=== Instrucción a ===
¿Puedes contar cuántas líneas del listado de abajo contienen la cadena "speaker", teniendo en cuenta mayúsculas y minúsculas? Da solo el número.

### Texto proporcionado

El problema no radica en una simple discrepancia interpretativa. Lo que late en el fondo de la posición fiscal es una comprensión invertida del principio de efectividad: no se protege el derecho para hacerlo real, sino que se lo declara abstracto para que no moleste. De ese modo, la vía del amparo se transforma en un acto ceremonial, una especie de constatación tardía de que algo pudo haber salido mal, pero que, por fortuna, ya no tiene remedio. La eficacia del sistema se mide no por su capacidad de evitar injusticias, sino por su habilidad para administrarlas con decoro.
Este planteamiento olvida, quizá deliberadamente, que la función cautelar no es un adorno procesal, sino la condición de posibilidad de la justicia constitucional. Sin medidas cautelares eficaces, el amparo se convierte en un procedimiento académico, una pieza de reflexión jurídica sin consecuencias reales. No proteger cautelarmente es, en términos prácticos, negar la tutela efectiva. Y hacerlo en un caso donde confluyen los derechos de libertad, de participación política y de libre circulación supone trivializar tres pilares fundamentales del Estado de derecho contemporáneo.
La Fiscalía, en su dictamen, parece haber confundido la prudencia con la abdicación. Sostiene que el Tribunal Constitucional no debe alterar el curso de los procesos judiciales ordinarios, como si su tarea consistiera en observarlos desde la distancia, tomando nota para una eventual memoria anual. Pero esa interpretación ignora que la jurisdicción constitucional no existe para contemplar el Derecho, sino para corregirlo cuando se desvía de la Constitución. El Tribunal, si actúa como mero espectador de las vulneraciones que analiza, deja de ser garante de derechos para convertirse en cronista de su erosión o cómplice de esta.
Sorprende, además, la facilidad con la que la Fiscalía pasa por alto la dimensión europea del caso. Se diría que el Derecho de la Unión es para ella un conjunto de normas de cortesía, útiles para adornar un alegato, pero irrelevantes para decidirlo. En el contexto actual, pretender que un Estado miembro puede ejecutar una orden nacional de detención sin ponderar su compatibilidad con los derechos de ciudadanía europea equivale a sostener que el marco jurídico común es una mera sugerencia. Lo grave no es la ignorancia, sino la indiferencia con la que se la ejerce.
En esa línea, la Fiscalía logra la proeza de defender la Constitución en abstracto mientras renuncia a aplicarla en concreto. Reitera fórmulas sobre la tutela judicial efectiva, la igualdad ante la ley y la libertad personal, pero lo hace como quien cita versos en una ceremonia: por costumbre, no por convicción. Se diría que la Constitución, para ella, es un texto venerable que debe recitarse de memoria, pero que conviene mantener a salvo de la realidad.

######
### Datos mostrados

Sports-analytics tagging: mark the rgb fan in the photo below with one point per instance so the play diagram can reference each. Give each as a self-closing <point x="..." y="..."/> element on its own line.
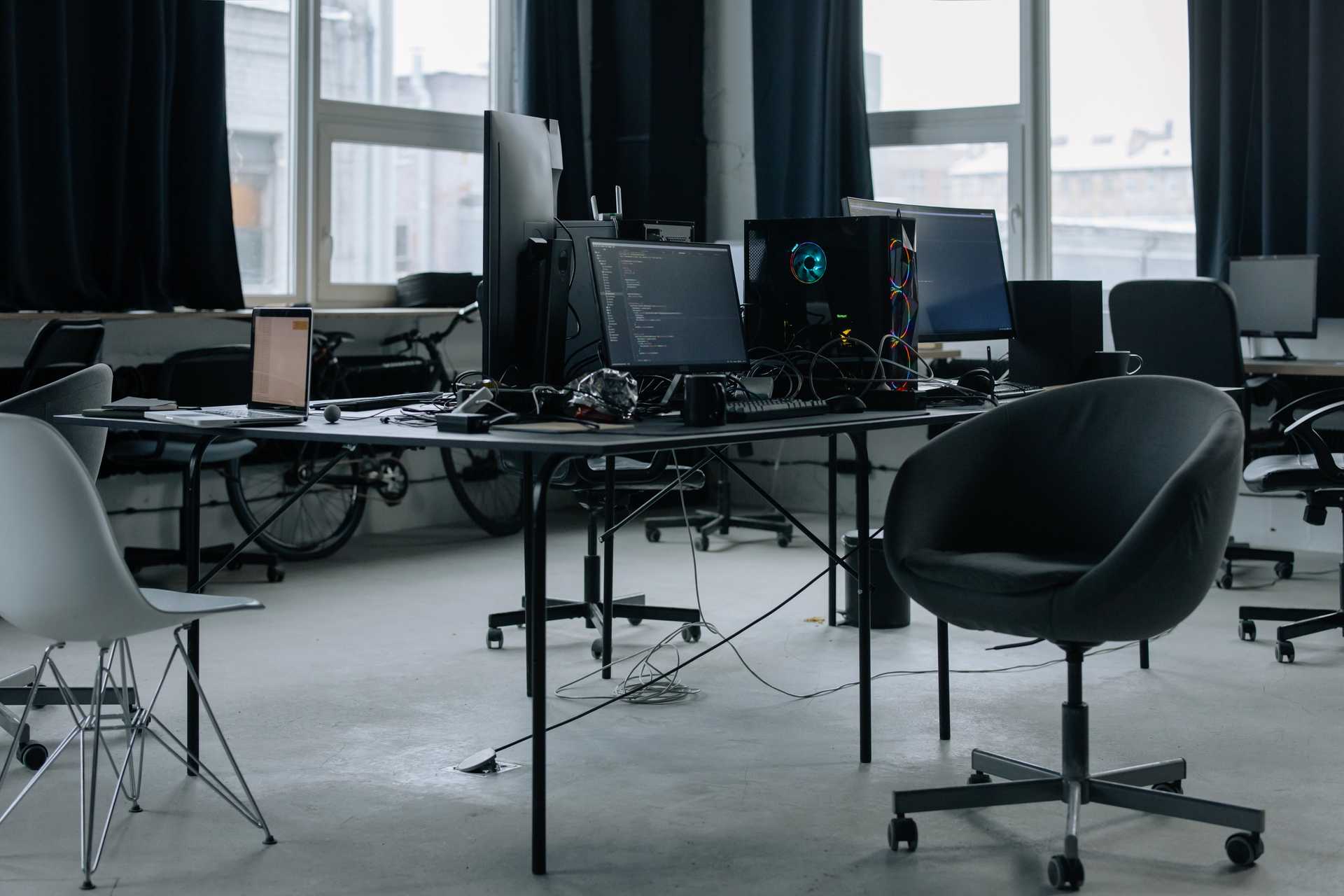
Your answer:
<point x="808" y="262"/>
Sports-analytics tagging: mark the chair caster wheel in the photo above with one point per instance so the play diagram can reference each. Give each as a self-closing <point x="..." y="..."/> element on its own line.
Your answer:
<point x="902" y="830"/>
<point x="1243" y="849"/>
<point x="1065" y="872"/>
<point x="33" y="755"/>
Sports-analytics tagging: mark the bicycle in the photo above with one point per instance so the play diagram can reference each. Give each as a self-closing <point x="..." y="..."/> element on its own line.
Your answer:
<point x="324" y="519"/>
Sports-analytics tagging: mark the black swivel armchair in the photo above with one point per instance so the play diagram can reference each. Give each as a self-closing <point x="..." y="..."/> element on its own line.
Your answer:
<point x="1089" y="514"/>
<point x="218" y="375"/>
<point x="1189" y="328"/>
<point x="61" y="348"/>
<point x="1319" y="475"/>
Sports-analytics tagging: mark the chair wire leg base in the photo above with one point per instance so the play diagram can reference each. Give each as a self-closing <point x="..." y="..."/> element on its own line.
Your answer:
<point x="137" y="723"/>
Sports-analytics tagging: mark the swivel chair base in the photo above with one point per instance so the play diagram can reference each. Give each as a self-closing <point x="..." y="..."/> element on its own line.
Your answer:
<point x="1155" y="789"/>
<point x="590" y="608"/>
<point x="1304" y="620"/>
<point x="721" y="522"/>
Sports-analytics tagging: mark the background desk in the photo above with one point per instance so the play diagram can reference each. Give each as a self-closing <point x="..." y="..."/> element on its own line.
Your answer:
<point x="1296" y="367"/>
<point x="540" y="453"/>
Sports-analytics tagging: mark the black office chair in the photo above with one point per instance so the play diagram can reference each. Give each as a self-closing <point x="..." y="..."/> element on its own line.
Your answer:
<point x="61" y="348"/>
<point x="1088" y="514"/>
<point x="1189" y="328"/>
<point x="217" y="375"/>
<point x="1319" y="475"/>
<point x="587" y="477"/>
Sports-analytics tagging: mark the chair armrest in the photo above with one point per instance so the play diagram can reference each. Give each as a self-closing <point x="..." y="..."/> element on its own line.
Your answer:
<point x="1285" y="413"/>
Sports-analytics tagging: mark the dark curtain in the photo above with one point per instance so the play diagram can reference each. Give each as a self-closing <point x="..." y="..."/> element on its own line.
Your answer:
<point x="811" y="124"/>
<point x="550" y="88"/>
<point x="648" y="108"/>
<point x="1266" y="88"/>
<point x="113" y="158"/>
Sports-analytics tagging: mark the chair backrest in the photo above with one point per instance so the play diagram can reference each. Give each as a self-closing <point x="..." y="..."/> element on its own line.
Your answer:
<point x="61" y="347"/>
<point x="1180" y="327"/>
<point x="201" y="377"/>
<point x="90" y="387"/>
<point x="65" y="578"/>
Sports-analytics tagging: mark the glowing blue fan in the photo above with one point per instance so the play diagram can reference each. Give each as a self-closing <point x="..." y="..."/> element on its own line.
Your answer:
<point x="808" y="262"/>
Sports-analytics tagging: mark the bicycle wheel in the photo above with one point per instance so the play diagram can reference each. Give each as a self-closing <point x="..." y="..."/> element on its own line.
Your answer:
<point x="491" y="495"/>
<point x="318" y="524"/>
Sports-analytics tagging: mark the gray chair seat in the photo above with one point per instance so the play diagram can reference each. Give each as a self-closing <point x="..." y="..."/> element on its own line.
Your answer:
<point x="176" y="451"/>
<point x="1000" y="571"/>
<point x="1289" y="473"/>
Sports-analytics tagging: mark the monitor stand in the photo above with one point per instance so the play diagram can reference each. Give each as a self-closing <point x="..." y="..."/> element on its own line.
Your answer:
<point x="1287" y="356"/>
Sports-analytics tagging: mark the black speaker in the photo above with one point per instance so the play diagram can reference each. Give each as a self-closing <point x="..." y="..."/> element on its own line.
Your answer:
<point x="1058" y="328"/>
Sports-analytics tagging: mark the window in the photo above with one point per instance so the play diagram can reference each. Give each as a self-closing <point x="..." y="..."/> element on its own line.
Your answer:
<point x="946" y="117"/>
<point x="257" y="85"/>
<point x="355" y="139"/>
<point x="1123" y="197"/>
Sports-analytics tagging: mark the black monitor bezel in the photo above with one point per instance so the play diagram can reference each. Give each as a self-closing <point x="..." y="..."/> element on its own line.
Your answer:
<point x="308" y="360"/>
<point x="914" y="211"/>
<point x="1316" y="304"/>
<point x="662" y="368"/>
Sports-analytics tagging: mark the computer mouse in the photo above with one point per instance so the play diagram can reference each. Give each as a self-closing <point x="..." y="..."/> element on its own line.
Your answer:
<point x="977" y="381"/>
<point x="846" y="405"/>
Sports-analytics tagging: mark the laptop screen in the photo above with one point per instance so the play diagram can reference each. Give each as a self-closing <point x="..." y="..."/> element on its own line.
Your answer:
<point x="281" y="352"/>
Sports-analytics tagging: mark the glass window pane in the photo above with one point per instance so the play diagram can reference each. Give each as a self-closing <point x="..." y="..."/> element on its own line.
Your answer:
<point x="416" y="54"/>
<point x="1123" y="198"/>
<point x="920" y="54"/>
<point x="952" y="175"/>
<point x="401" y="210"/>
<point x="257" y="96"/>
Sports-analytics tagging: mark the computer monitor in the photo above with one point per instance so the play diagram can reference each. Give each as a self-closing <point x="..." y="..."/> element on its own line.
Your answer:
<point x="522" y="181"/>
<point x="1276" y="295"/>
<point x="668" y="307"/>
<point x="960" y="273"/>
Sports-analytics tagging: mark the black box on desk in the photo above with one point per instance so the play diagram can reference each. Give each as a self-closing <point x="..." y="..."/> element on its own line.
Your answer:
<point x="1058" y="328"/>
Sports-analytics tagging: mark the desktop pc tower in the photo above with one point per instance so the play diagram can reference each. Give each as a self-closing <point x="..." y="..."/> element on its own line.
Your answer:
<point x="835" y="288"/>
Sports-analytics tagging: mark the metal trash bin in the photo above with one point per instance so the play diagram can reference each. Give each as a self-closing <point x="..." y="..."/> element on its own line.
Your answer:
<point x="890" y="605"/>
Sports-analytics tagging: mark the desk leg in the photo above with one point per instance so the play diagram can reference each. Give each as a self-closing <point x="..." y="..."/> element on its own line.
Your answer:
<point x="537" y="649"/>
<point x="860" y="456"/>
<point x="831" y="523"/>
<point x="527" y="568"/>
<point x="608" y="567"/>
<point x="190" y="545"/>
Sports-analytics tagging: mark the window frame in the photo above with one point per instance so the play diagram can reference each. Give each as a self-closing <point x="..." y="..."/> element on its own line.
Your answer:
<point x="316" y="124"/>
<point x="1025" y="127"/>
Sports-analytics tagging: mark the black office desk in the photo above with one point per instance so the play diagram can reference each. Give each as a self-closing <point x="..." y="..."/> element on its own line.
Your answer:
<point x="540" y="453"/>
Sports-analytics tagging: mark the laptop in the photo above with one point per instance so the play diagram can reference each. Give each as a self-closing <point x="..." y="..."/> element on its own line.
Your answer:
<point x="281" y="362"/>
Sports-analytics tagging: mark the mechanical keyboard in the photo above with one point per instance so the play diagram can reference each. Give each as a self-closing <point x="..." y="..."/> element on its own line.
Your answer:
<point x="774" y="409"/>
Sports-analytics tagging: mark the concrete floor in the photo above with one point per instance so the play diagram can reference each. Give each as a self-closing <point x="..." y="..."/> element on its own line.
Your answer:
<point x="349" y="699"/>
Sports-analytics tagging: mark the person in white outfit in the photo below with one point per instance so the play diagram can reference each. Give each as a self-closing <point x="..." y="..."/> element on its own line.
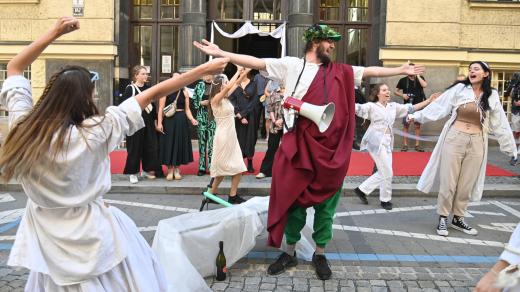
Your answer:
<point x="505" y="274"/>
<point x="379" y="140"/>
<point x="69" y="238"/>
<point x="458" y="162"/>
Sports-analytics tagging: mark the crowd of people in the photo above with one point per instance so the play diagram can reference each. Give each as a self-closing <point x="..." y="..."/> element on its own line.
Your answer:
<point x="58" y="149"/>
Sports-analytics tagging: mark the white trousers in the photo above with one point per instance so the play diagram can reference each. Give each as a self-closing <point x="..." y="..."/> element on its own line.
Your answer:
<point x="383" y="177"/>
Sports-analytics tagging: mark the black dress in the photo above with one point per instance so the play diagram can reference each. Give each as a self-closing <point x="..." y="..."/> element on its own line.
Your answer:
<point x="247" y="103"/>
<point x="142" y="146"/>
<point x="175" y="144"/>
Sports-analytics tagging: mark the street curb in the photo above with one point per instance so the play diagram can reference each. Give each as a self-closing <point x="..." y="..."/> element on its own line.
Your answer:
<point x="262" y="188"/>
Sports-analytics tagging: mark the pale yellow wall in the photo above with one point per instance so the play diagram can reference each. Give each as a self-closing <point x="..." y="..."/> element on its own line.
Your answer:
<point x="452" y="24"/>
<point x="22" y="23"/>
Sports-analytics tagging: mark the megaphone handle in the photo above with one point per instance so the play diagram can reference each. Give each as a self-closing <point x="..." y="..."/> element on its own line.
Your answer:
<point x="294" y="123"/>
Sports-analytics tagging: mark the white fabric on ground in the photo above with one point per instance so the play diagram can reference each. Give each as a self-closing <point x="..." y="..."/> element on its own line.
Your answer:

######

=== Instrucción b ===
¿Puedes repetir sin cambios el fragmento del texto sobre el dictamen de la Fiscalía que comienza en las palabras "El problema no" y termina tras "administrarlas con decoro."?

=== Respuesta completa a ===
1

=== Respuesta completa b ===
El problema no radica en una simple discrepancia interpretativa. Lo que late en el fondo de la posición fiscal es una comprensión invertida del principio de efectividad: no se protege el derecho para hacerlo real, sino que se lo declara abstracto para que no moleste. De ese modo, la vía del amparo se transforma en un acto ceremonial, una especie de constatación tardía de que algo pudo haber salido mal, pero que, por fortuna, ya no tiene remedio. La eficacia del sistema se mide no por su capacidad de evitar injusticias, sino por su habilidad para administrarlas con decoro.